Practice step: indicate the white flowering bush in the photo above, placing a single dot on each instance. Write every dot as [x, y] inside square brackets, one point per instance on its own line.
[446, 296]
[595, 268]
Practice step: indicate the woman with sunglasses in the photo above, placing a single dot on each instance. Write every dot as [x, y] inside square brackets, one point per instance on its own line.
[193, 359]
——
▶ _Goal of the exercise_:
Put every line of the items above into a JSON array of strings, one string per line, with blank lines omitted.

▶ _Complete response_:
[
  "Practice step: indicate the white flowering bush in the photo above, placing a single dot on each instance. Write every dot as [x, y] inside square brackets, one point per instance on its own line.",
  "[446, 296]",
  "[595, 268]",
  "Practice step: indicate the woman with sunglasses in the photo above, placing a single dot on each instance. Write every dot as [x, y] inside square brackets, one point per instance on its own line.",
  "[193, 359]"
]